**The problem:** Leave the images out and write out each entry exactly as shown.

- - -

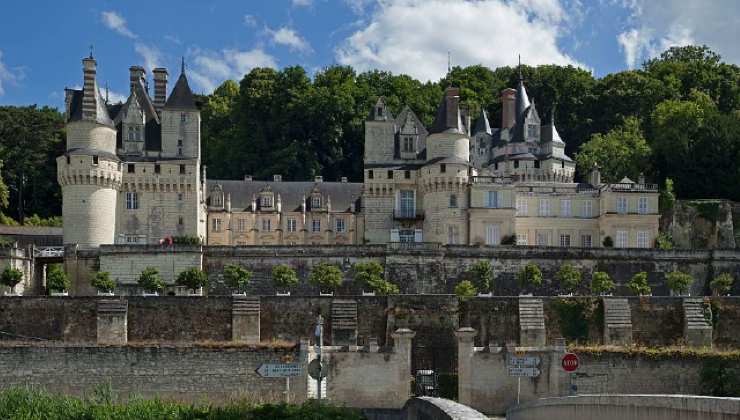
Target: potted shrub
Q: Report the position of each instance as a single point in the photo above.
(569, 278)
(194, 279)
(530, 276)
(11, 277)
(679, 283)
(151, 281)
(57, 281)
(237, 278)
(601, 283)
(721, 285)
(481, 274)
(284, 278)
(102, 282)
(638, 285)
(328, 277)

- - -

**Task output:**
Target: potted shrub
Q: Report the position of each instance as a single point in the photo above.
(569, 278)
(194, 279)
(530, 276)
(11, 277)
(679, 283)
(151, 281)
(57, 281)
(237, 278)
(601, 283)
(721, 285)
(481, 274)
(284, 278)
(102, 282)
(638, 285)
(328, 277)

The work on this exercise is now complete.